— start Task input —

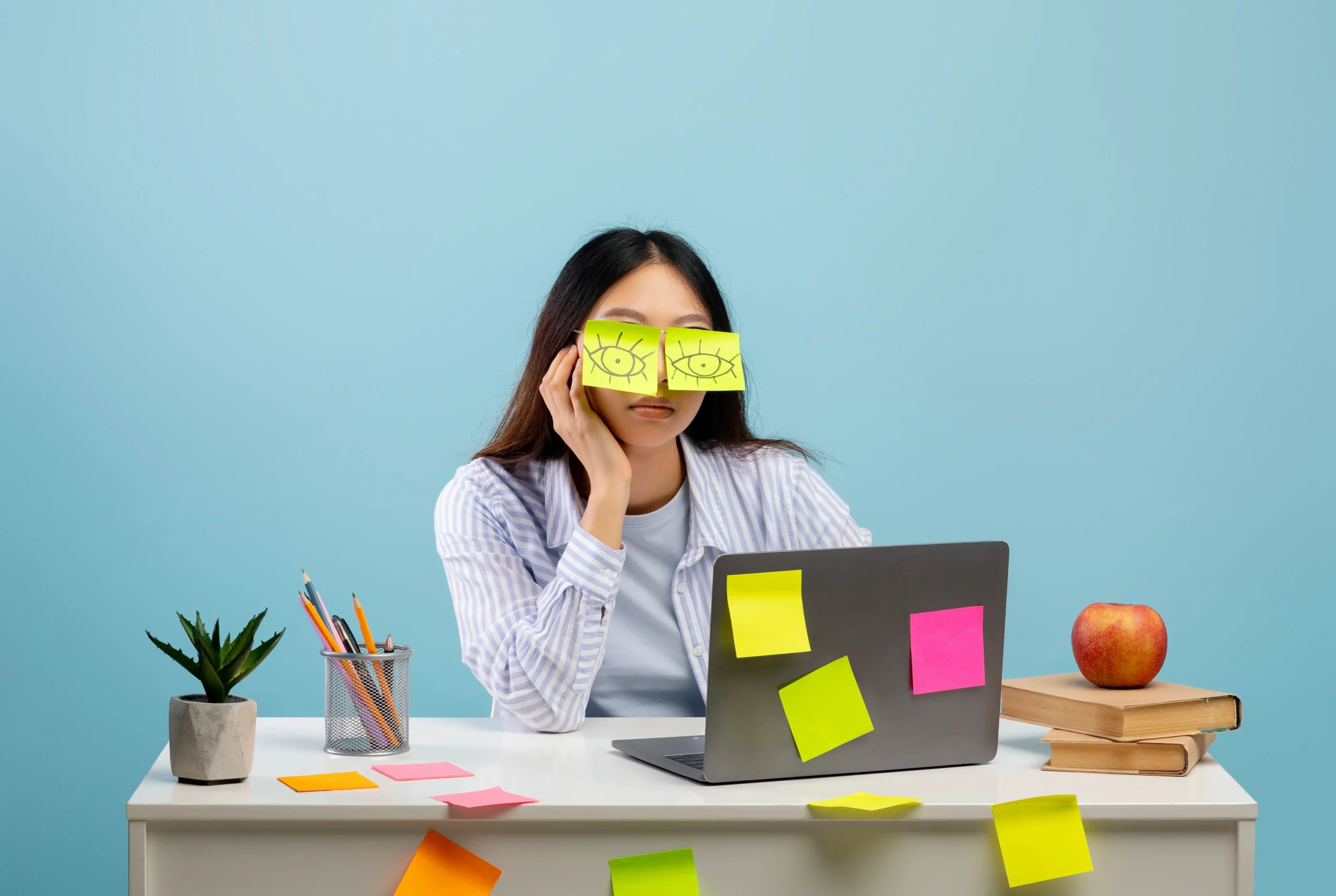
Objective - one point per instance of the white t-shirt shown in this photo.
(645, 668)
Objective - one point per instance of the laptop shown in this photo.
(857, 603)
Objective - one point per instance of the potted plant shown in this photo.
(213, 735)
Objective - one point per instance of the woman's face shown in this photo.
(654, 295)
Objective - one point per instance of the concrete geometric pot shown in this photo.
(211, 743)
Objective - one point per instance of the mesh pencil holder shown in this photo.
(366, 703)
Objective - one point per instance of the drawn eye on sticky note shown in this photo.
(621, 355)
(1041, 839)
(703, 361)
(767, 613)
(825, 710)
(946, 649)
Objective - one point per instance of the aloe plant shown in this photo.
(221, 664)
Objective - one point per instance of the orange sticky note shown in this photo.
(332, 782)
(442, 866)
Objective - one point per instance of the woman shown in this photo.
(579, 544)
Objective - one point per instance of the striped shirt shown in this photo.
(533, 592)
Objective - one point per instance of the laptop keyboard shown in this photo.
(694, 760)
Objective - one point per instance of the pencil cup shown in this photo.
(366, 703)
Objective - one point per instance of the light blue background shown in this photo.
(268, 273)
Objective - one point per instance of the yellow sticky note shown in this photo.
(864, 803)
(1041, 839)
(332, 782)
(657, 874)
(622, 355)
(703, 361)
(767, 613)
(825, 710)
(442, 866)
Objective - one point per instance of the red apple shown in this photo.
(1120, 646)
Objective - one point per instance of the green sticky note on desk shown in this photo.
(657, 874)
(767, 613)
(621, 355)
(703, 361)
(864, 803)
(825, 710)
(1041, 839)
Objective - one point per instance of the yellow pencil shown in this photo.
(371, 648)
(352, 675)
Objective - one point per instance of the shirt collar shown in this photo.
(563, 504)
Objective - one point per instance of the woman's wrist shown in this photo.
(605, 512)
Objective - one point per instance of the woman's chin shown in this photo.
(646, 433)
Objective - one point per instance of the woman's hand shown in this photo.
(592, 443)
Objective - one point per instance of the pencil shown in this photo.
(317, 601)
(380, 671)
(351, 676)
(373, 734)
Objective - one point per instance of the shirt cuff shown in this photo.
(592, 567)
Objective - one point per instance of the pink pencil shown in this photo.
(373, 731)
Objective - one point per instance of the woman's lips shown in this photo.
(652, 410)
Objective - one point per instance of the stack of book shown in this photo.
(1158, 730)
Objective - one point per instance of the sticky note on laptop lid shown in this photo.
(946, 649)
(1041, 839)
(767, 616)
(825, 710)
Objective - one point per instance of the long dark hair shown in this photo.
(526, 429)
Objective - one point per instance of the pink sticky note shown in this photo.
(421, 771)
(478, 799)
(946, 649)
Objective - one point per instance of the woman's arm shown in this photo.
(535, 648)
(821, 517)
(592, 443)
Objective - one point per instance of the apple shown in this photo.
(1120, 646)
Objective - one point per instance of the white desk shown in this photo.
(1148, 835)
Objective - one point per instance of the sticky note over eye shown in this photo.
(703, 361)
(657, 874)
(946, 649)
(825, 710)
(767, 613)
(621, 355)
(442, 866)
(1041, 839)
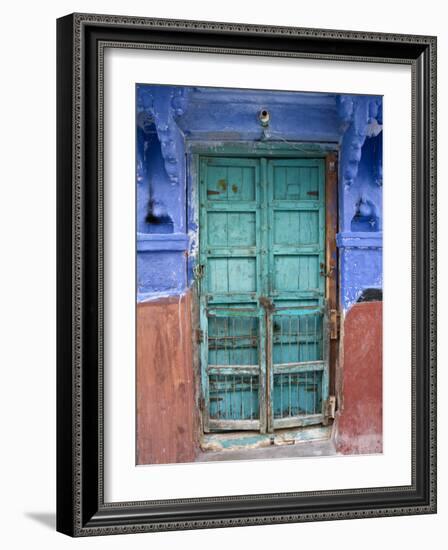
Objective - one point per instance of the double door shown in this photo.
(261, 282)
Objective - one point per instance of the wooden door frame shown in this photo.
(327, 151)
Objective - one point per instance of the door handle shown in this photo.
(325, 273)
(266, 303)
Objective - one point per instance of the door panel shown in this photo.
(264, 356)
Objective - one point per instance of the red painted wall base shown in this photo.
(166, 422)
(359, 420)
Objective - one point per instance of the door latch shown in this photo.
(198, 271)
(266, 303)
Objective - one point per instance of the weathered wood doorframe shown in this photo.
(329, 152)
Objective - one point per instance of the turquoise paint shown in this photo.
(262, 234)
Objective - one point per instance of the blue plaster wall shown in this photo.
(169, 117)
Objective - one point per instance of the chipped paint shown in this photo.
(244, 440)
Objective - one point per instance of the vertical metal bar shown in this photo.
(267, 396)
(305, 393)
(289, 393)
(289, 340)
(250, 396)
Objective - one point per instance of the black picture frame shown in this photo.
(81, 510)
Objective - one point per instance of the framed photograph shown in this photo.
(246, 274)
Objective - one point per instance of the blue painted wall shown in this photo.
(168, 118)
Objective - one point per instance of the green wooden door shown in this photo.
(264, 360)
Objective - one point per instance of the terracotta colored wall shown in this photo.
(166, 425)
(359, 420)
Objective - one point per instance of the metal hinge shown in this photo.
(198, 271)
(334, 324)
(330, 407)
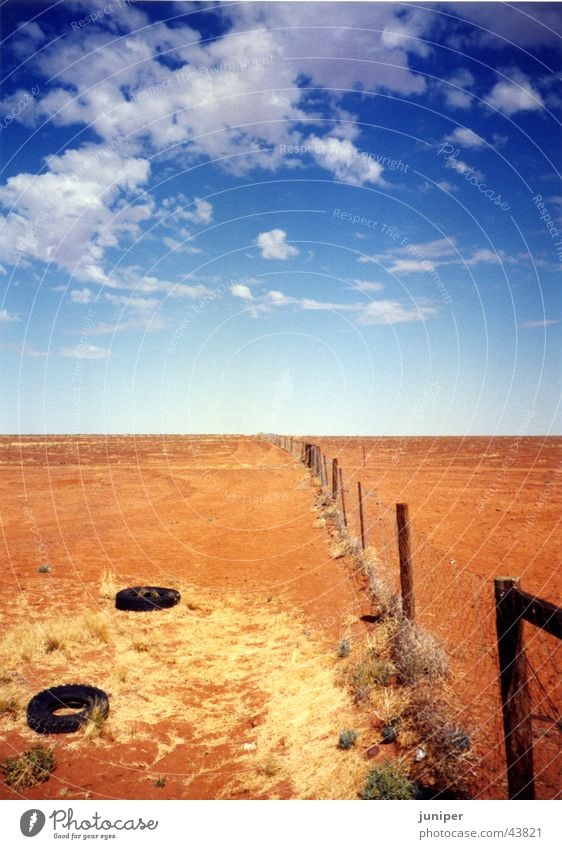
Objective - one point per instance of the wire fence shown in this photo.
(457, 605)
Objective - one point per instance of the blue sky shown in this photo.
(339, 218)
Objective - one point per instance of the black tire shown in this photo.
(146, 598)
(41, 716)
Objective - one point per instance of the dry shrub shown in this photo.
(95, 726)
(32, 767)
(389, 781)
(417, 655)
(446, 744)
(108, 585)
(10, 704)
(367, 673)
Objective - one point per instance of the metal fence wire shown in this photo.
(457, 606)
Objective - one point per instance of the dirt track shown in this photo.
(248, 657)
(480, 507)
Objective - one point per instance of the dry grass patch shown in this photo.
(212, 666)
(108, 585)
(30, 768)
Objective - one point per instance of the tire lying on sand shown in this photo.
(146, 598)
(42, 710)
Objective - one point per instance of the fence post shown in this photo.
(405, 556)
(342, 498)
(335, 478)
(361, 517)
(516, 703)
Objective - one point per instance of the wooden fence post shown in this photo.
(335, 478)
(361, 517)
(342, 497)
(516, 702)
(405, 556)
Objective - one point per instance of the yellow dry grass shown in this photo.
(209, 675)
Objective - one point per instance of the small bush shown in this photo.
(369, 672)
(94, 727)
(344, 648)
(448, 745)
(417, 655)
(32, 767)
(347, 738)
(10, 706)
(108, 585)
(389, 781)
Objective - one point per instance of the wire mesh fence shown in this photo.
(456, 605)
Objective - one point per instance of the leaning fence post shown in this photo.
(335, 478)
(342, 498)
(516, 702)
(405, 557)
(361, 518)
(325, 470)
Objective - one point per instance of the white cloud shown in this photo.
(85, 352)
(515, 95)
(203, 213)
(546, 322)
(410, 266)
(277, 297)
(74, 212)
(345, 161)
(370, 313)
(273, 245)
(393, 312)
(81, 296)
(7, 317)
(465, 137)
(140, 304)
(239, 290)
(366, 286)
(446, 186)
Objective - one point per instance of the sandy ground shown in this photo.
(479, 508)
(230, 694)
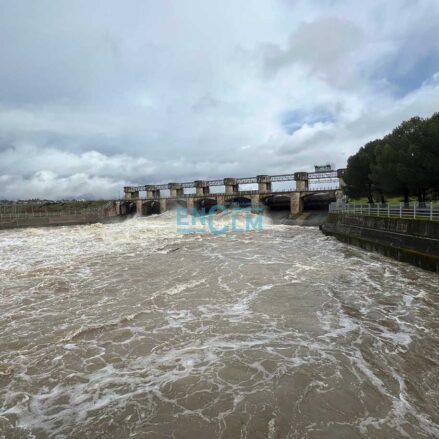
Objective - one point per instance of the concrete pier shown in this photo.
(231, 185)
(307, 192)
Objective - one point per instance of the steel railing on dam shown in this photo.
(415, 210)
(244, 193)
(321, 177)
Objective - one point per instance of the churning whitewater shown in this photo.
(133, 330)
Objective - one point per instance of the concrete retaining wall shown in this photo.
(110, 214)
(412, 241)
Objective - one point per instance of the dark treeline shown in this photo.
(404, 163)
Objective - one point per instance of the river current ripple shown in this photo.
(132, 330)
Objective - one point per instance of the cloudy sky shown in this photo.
(95, 95)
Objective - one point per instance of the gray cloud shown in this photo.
(97, 95)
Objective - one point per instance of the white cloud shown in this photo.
(94, 96)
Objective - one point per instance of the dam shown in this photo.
(297, 192)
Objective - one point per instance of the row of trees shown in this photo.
(404, 163)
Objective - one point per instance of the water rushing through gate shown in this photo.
(131, 330)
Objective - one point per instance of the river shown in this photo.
(134, 330)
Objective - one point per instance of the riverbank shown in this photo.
(57, 214)
(407, 240)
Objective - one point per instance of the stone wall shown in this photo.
(407, 240)
(59, 220)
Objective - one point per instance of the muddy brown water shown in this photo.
(133, 330)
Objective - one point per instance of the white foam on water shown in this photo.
(137, 319)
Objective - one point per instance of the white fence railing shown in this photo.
(428, 211)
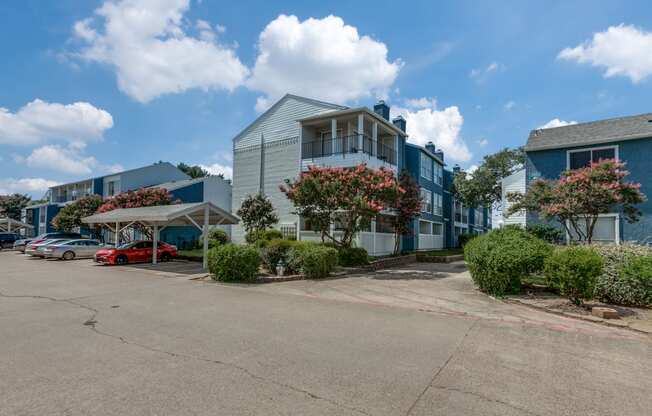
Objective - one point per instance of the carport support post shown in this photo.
(205, 232)
(154, 243)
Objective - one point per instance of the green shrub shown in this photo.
(312, 260)
(352, 256)
(266, 235)
(216, 237)
(499, 259)
(637, 274)
(233, 263)
(616, 286)
(274, 251)
(574, 271)
(546, 232)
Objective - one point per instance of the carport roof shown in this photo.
(176, 214)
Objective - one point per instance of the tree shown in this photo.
(194, 171)
(483, 186)
(257, 213)
(71, 215)
(406, 205)
(144, 197)
(350, 197)
(580, 196)
(12, 205)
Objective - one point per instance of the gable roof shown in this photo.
(273, 108)
(365, 110)
(595, 132)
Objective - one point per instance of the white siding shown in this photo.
(280, 122)
(513, 183)
(280, 130)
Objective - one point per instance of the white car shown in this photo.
(71, 249)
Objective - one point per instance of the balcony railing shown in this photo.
(348, 144)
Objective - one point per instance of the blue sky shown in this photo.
(90, 87)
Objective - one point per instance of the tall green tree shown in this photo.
(70, 216)
(578, 198)
(194, 171)
(482, 188)
(406, 206)
(11, 205)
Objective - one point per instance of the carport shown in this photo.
(159, 217)
(10, 224)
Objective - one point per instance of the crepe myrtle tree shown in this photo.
(144, 197)
(70, 216)
(257, 213)
(580, 196)
(350, 197)
(406, 204)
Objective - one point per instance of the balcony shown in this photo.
(348, 145)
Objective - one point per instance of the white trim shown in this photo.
(616, 223)
(590, 149)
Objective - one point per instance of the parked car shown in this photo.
(22, 244)
(7, 240)
(70, 249)
(32, 248)
(135, 252)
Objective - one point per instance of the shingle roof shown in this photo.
(595, 132)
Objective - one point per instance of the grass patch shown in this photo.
(441, 253)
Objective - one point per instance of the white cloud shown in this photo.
(555, 122)
(623, 50)
(25, 185)
(217, 168)
(40, 121)
(68, 160)
(481, 74)
(147, 44)
(427, 123)
(320, 58)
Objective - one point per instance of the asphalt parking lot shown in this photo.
(81, 339)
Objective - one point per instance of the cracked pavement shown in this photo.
(78, 339)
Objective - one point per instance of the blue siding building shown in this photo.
(629, 139)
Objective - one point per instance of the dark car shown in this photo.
(20, 244)
(7, 240)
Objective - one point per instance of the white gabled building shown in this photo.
(297, 132)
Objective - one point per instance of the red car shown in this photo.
(135, 252)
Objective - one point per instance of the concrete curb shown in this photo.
(587, 318)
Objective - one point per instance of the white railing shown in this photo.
(430, 241)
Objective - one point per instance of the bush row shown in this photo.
(618, 274)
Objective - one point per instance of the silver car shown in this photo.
(32, 248)
(72, 249)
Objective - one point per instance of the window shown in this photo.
(426, 200)
(582, 158)
(426, 166)
(438, 208)
(439, 174)
(437, 229)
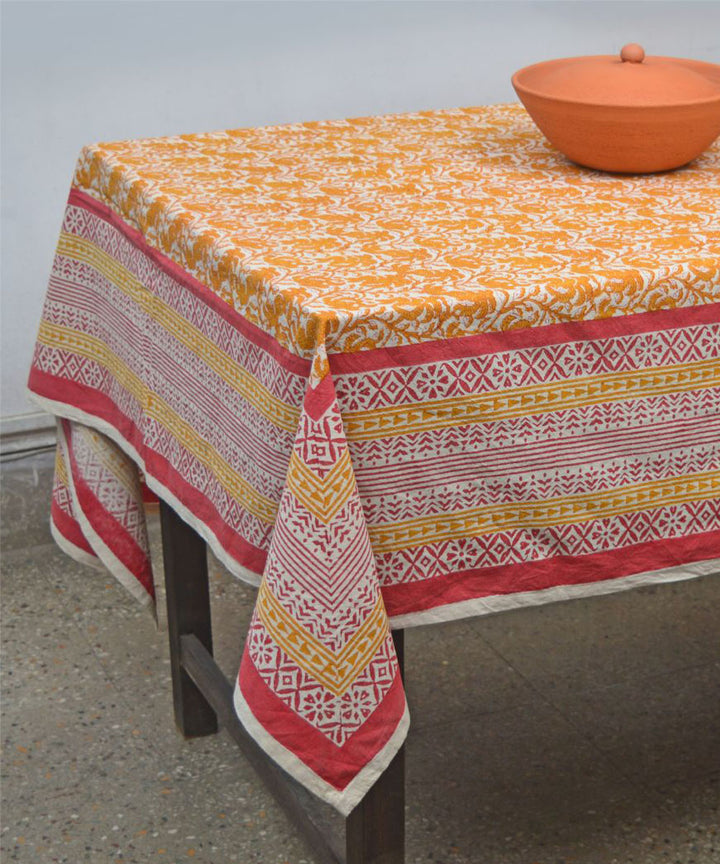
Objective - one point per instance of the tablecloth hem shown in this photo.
(343, 800)
(507, 602)
(105, 555)
(61, 409)
(73, 551)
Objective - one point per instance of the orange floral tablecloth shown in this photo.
(395, 370)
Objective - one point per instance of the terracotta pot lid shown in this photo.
(630, 79)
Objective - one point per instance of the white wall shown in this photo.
(74, 72)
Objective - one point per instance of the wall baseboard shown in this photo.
(27, 432)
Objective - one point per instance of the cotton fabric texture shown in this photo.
(394, 370)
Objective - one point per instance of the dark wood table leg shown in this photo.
(375, 830)
(188, 606)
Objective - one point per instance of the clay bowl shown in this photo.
(627, 114)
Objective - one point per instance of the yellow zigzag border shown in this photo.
(335, 671)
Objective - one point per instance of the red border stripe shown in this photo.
(336, 765)
(156, 466)
(406, 598)
(286, 358)
(527, 337)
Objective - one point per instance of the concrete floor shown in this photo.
(585, 732)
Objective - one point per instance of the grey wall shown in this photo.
(74, 72)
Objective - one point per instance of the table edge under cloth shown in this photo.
(340, 769)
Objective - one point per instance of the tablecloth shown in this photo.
(394, 370)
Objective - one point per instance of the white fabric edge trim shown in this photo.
(113, 564)
(344, 801)
(75, 552)
(506, 602)
(60, 409)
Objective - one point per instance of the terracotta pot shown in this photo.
(631, 114)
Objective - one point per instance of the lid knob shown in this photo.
(632, 53)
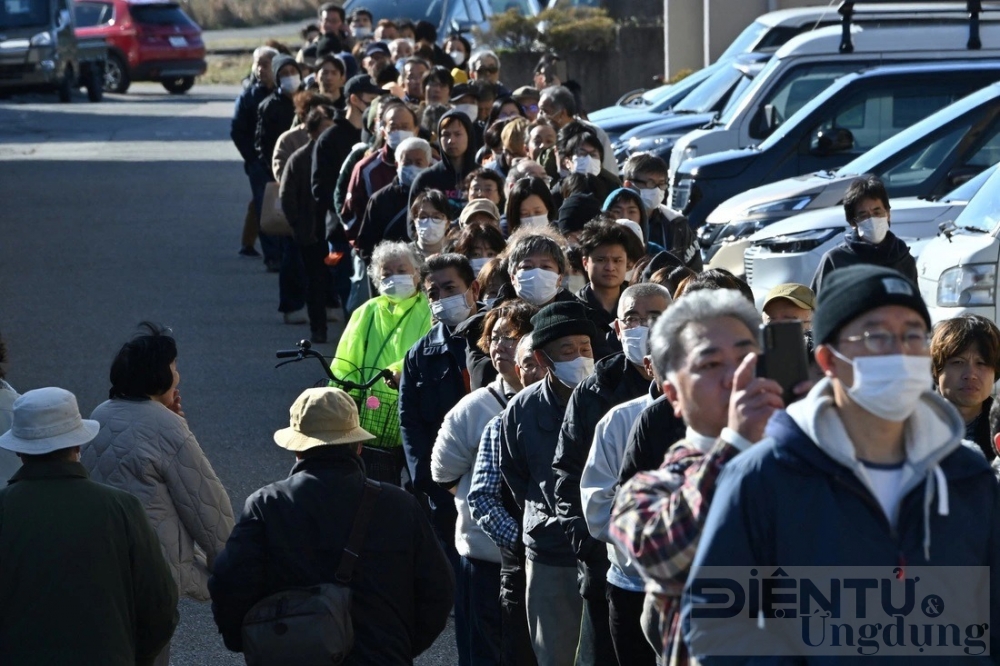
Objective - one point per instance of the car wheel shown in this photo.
(95, 82)
(65, 89)
(178, 86)
(115, 74)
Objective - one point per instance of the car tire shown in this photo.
(116, 77)
(65, 89)
(179, 85)
(95, 82)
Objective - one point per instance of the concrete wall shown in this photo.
(604, 76)
(690, 46)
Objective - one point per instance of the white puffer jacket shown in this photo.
(148, 450)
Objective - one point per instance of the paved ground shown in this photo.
(131, 210)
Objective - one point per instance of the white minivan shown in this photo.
(957, 271)
(799, 70)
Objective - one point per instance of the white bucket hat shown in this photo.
(46, 420)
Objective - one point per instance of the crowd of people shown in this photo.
(568, 417)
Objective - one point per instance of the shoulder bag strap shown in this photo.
(357, 538)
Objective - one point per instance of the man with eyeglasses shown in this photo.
(866, 207)
(869, 469)
(616, 379)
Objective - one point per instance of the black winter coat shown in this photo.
(292, 533)
(891, 253)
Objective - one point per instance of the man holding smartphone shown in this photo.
(872, 451)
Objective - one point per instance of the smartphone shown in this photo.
(783, 356)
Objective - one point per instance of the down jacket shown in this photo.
(148, 450)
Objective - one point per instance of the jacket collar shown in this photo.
(62, 469)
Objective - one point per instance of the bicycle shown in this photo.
(384, 458)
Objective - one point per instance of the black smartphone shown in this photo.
(783, 356)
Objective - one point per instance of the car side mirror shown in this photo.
(831, 141)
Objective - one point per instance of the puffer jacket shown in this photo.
(148, 450)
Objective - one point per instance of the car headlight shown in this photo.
(974, 284)
(781, 206)
(42, 39)
(803, 241)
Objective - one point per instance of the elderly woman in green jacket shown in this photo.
(377, 337)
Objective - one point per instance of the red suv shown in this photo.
(148, 40)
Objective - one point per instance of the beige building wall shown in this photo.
(696, 32)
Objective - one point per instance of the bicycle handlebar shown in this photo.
(305, 350)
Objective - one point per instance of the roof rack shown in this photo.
(973, 7)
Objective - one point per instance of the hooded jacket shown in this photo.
(446, 175)
(801, 497)
(891, 253)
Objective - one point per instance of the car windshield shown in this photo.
(983, 211)
(160, 14)
(24, 13)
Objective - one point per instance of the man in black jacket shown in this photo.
(243, 129)
(293, 532)
(616, 379)
(457, 160)
(866, 207)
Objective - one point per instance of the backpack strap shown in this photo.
(345, 571)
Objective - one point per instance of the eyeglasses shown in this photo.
(882, 342)
(634, 321)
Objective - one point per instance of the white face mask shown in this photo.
(290, 84)
(534, 221)
(651, 197)
(873, 229)
(634, 343)
(571, 373)
(398, 287)
(889, 386)
(478, 263)
(470, 110)
(586, 164)
(453, 310)
(409, 173)
(397, 137)
(430, 230)
(574, 283)
(536, 285)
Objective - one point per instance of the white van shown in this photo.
(957, 271)
(799, 71)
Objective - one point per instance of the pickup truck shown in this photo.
(39, 50)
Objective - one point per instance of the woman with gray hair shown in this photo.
(377, 337)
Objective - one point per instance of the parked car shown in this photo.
(927, 160)
(846, 120)
(957, 271)
(148, 40)
(462, 15)
(40, 50)
(790, 250)
(699, 108)
(803, 68)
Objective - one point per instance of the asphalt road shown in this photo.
(131, 210)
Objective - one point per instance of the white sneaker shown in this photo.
(297, 317)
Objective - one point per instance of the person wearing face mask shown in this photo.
(434, 379)
(616, 379)
(454, 132)
(869, 241)
(428, 223)
(455, 452)
(875, 454)
(609, 251)
(371, 174)
(562, 340)
(378, 336)
(385, 217)
(665, 227)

— end Task input —

* **Exercise**:
Repeat exactly the lines from the line containing "Objective - one point per instance of the white face" through the last line of the records above, including both, and nothing else.

* **Exercise solution**:
Objective - one point per instance of the white face mask shown in this photo.
(290, 84)
(534, 221)
(651, 197)
(873, 229)
(634, 343)
(571, 373)
(398, 287)
(889, 386)
(478, 263)
(470, 110)
(586, 164)
(453, 310)
(409, 173)
(397, 137)
(430, 230)
(574, 283)
(536, 285)
Objective - one point per instance of the white van shown in this photo.
(957, 271)
(799, 71)
Objective - one point per instance of the pickup truck shown in this photo.
(39, 50)
Objective - one point per instance of the woman with gray hair shown in this photo.
(377, 337)
Objective - one point per instance of the parked car shown in this photo.
(927, 160)
(846, 120)
(957, 271)
(148, 40)
(462, 15)
(40, 50)
(790, 250)
(699, 108)
(803, 68)
Objective - one point per instance of the asphalt road shown in this photo.
(131, 210)
Objective - one point per instance of the white sneaker shown in this photo.
(297, 317)
Objective - one point per instance of the person wearing face mask shown in this photo.
(434, 379)
(616, 379)
(454, 132)
(869, 241)
(428, 223)
(455, 452)
(875, 454)
(609, 251)
(371, 174)
(562, 340)
(378, 336)
(385, 217)
(665, 227)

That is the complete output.